Please copy out the rows below with every "photo" replaced by "image", leaving everything else unchanged. Leave the pictures out of your answer.
______________________________
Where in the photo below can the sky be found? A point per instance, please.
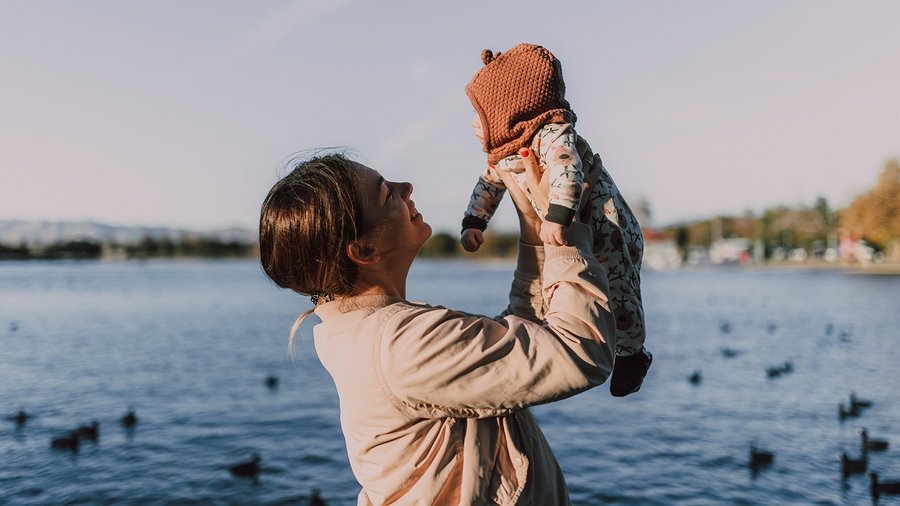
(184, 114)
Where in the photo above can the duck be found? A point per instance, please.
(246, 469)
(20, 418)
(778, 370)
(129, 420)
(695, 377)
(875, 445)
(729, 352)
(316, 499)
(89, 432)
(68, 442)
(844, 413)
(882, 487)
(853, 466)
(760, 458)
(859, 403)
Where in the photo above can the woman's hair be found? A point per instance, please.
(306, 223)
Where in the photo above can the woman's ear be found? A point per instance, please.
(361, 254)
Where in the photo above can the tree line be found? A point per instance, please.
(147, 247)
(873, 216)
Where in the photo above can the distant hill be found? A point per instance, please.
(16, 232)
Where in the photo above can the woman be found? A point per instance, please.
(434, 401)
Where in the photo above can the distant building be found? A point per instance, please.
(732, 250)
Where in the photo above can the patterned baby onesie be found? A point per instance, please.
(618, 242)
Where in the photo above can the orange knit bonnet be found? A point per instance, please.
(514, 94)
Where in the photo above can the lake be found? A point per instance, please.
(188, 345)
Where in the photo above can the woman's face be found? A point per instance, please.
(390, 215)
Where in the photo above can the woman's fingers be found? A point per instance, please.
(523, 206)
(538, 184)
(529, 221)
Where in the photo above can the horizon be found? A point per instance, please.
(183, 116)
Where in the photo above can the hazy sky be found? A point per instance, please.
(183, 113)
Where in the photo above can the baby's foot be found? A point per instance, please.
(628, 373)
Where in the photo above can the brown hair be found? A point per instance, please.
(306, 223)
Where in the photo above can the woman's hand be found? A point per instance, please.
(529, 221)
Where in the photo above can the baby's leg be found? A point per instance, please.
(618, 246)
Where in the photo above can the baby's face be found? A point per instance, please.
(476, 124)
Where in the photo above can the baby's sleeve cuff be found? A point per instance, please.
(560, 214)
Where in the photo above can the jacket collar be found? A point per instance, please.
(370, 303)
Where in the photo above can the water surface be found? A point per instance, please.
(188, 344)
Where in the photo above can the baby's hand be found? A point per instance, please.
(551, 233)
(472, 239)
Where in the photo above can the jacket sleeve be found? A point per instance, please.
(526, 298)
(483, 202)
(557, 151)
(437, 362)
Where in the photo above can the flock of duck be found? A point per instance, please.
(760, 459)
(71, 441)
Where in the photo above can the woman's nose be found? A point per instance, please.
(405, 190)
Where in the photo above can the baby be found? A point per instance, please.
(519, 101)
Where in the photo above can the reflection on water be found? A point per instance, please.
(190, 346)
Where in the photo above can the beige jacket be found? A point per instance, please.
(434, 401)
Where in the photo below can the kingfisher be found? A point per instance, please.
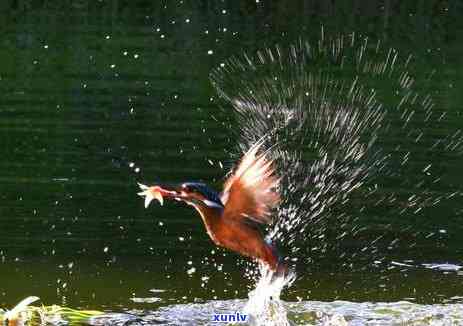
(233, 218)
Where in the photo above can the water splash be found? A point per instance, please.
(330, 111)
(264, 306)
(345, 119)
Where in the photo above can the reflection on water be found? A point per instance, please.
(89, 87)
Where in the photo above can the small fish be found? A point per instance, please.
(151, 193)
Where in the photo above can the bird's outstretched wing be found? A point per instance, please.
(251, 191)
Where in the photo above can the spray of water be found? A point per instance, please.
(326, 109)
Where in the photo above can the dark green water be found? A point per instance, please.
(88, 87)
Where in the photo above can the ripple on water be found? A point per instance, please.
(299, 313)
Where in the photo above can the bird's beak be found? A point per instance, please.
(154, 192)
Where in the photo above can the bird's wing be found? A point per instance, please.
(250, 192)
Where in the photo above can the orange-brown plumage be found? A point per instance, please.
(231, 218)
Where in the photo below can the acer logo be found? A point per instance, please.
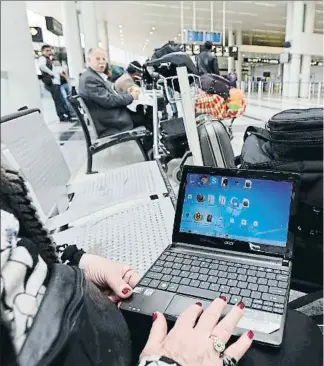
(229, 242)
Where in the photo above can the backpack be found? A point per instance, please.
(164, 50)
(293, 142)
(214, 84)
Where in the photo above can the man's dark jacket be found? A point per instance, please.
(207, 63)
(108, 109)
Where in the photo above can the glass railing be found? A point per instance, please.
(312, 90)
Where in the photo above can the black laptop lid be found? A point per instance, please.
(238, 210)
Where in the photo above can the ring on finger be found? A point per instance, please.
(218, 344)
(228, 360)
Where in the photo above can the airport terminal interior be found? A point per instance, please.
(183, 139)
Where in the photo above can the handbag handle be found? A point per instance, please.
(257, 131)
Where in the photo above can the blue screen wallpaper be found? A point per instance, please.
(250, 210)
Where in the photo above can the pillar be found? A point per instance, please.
______________________________
Exercise answer.
Where in the image below can the sky be found? A point per instance, please.
(184, 114)
Where in the image above can the duck be found? A point per instance, please.
(246, 469)
(20, 418)
(778, 370)
(129, 420)
(695, 377)
(875, 445)
(729, 352)
(316, 499)
(89, 432)
(68, 442)
(844, 413)
(882, 487)
(853, 466)
(760, 458)
(859, 403)
Where in the image above can the woman's hair be found? A point per instance, please.
(306, 223)
Where in the image above can the woman's ear be found? A point per instance, please.
(361, 254)
Where in the image above can the tree line be found? A point per instance, please.
(147, 247)
(873, 216)
Where in the image above can the distant hill be found? A point per instance, please.
(16, 232)
Where in the image above can the woman be found? A point per instance, please.
(434, 401)
Where in the image above can the distant building be found? A point per instance, please.
(732, 250)
Where in the image above can the patterned baby onesie be found? A point per instance, please.
(618, 242)
Where in the image above can the orange knit bonnet be found? A point per instance, please.
(514, 94)
Where in the image above can the lake be found? A point per instance, please.
(188, 345)
Where in the image above can the woman's face be found? A point per instance, please.
(390, 215)
Where in the image above can the woman's fingers be found? A point per instance, please.
(523, 206)
(538, 184)
(529, 221)
Where in the image above can the horizon be found? A point per instance, please.
(183, 116)
Where in the image above can the hazy sky be found? A point per instance, please.
(183, 113)
Where in the image above can the baby's foot be found? A point per instance, please.
(628, 373)
Where in the image above can the brown hair be found? A point per instance, please.
(306, 223)
Where in the image above can the woman's hand be found? A point per instance, please.
(529, 221)
Where in the image above can the baby's leg be found? A point per instance, please.
(618, 246)
Where in the image above can the baby's face be found? A point per instance, please.
(476, 124)
Where in the image above can the baby's sleeve cuff be found? A point per instance, please.
(560, 214)
Where in the image above can the jacket collar be found? A point per instance, please.
(370, 303)
Where in the image above can the water surface be found? A point per instance, please.
(188, 344)
Where in the image above can the baby's hand be found? A point per instance, please.
(551, 233)
(472, 239)
Where in the image above can the jacket sleeve be found? A point per instance, please.
(526, 298)
(483, 202)
(557, 151)
(437, 362)
Where in the image above can the flock of duck be found? A point per instance, please.
(760, 459)
(71, 441)
Where in the image above can the woman's nose be found? A point per instance, please.
(405, 190)
Where in the image above can the baby be found? A point per instance, please.
(519, 101)
Where in the image above can the reflection on water be found? A point per instance, please.
(190, 346)
Where in the image above can the beige jacket be found? A point per instance, please.
(434, 401)
Where in the image below can the kingfisher be found? A point per instance, please.
(233, 218)
Where in the image above can the water splash be found? A point per instance, please.
(330, 111)
(264, 306)
(345, 119)
Where in the image above can the reflection on water be found? A point per instance, please.
(89, 87)
Where in the image above can the small fish be found? A point per instance, please.
(151, 193)
Where in the image above can the bird's outstretched wing be found? A point per instance, please.
(251, 191)
Where in the image above can the spray of water be found? A point per instance, please.
(326, 109)
Where in the image above can the dark green water be found? A point per instance, please.
(88, 87)
Where in the image above can the ripple on water be found? A point per instance, please.
(299, 313)
Where in the image above can the bird's beak be found? A point per instance, please.
(154, 192)
Where in the image above can the bird's wing be found? A point per instance, please.
(250, 192)
Where in the image above can the orange-brown plumage be found? A point per instance, please.
(231, 218)
Where in the image below can the acer logo be found? A point per instance, please.
(229, 242)
Where in the image above can the backpack be found? A point per instance, please.
(164, 50)
(293, 142)
(214, 84)
Where in the image above can the man's dark jacket be found? A point per instance, please.
(207, 63)
(108, 109)
Where in the image above can the glass railing be found? A point per instance, please.
(312, 90)
Where in the image above can the black laptop lid be found? A point per instance, please.
(238, 210)
Where in the image above can the ring on finger be found? A point per instance, please.
(218, 344)
(228, 360)
Where in the image above can the airport terminal interior be found? A point per instance, please.
(183, 139)
Where in the image above can the handbag handle be found? A point per instance, please.
(257, 131)
Where in the image above can the blue screen wallpaper be found? A point per instance, please.
(250, 210)
Where in the image above can the pillar be found? A point per instance, please.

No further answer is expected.